**REQUIRED WORK**
1. Answer these from the column on Bush's quiet multilateralism:
(a) Who wrote the column?
(b) In which city does the column place the "unelected bureaucrats"?
(c) What did a WTO panel rule last week?
2. Reproduce the stretch of the column on Bush's quiet multilateralism from "Bush's Quiet Multilateralism" through "on the line?".

**TEXT EXTRACT**
______
Bush's Quiet Multilateralism

The administration loves global cooperation when it comes to trade. So why can't we try it when lives, and not just lucre, are on the line?
http://www.msnbc.msn.com/id/4880290/

By Fareed Zakaria
Newsweek May 10 issue

- The Bush administration has a secret multilateral side. Did you know that it routinely allows an international organization to make crucial decisions affecting the lives of all Americans? That it allows foreigners—unelected bureaucrats in Geneva!—to overrule laws passed by Congress and signed by the president? No, I haven't gone crazy. This is pretty much the approach taken by the administration to the World Trade Organization. Last week a WTO panel ruled that U.S. cotton subsidies violated international trade rules. Washington will almost certainly appeal the finding. But if the past is any guide, it will also almost certainly abide by the WTO's final decision. All of which, in my view, is exactly right.
______
**DATASET CONTENT**
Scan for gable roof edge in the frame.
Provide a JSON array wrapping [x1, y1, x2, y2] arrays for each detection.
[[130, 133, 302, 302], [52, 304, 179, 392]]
______
**THE REPLIES**
1.
(a) Fareed Zakaria
(b) Geneva
(c) U.S. cotton subsidies violated international trade rules.

2.
Bush's Quiet Multilateralism

The administration loves global cooperation when it comes to trade. So why can't we try it when lives, and not just lucre, are on the line?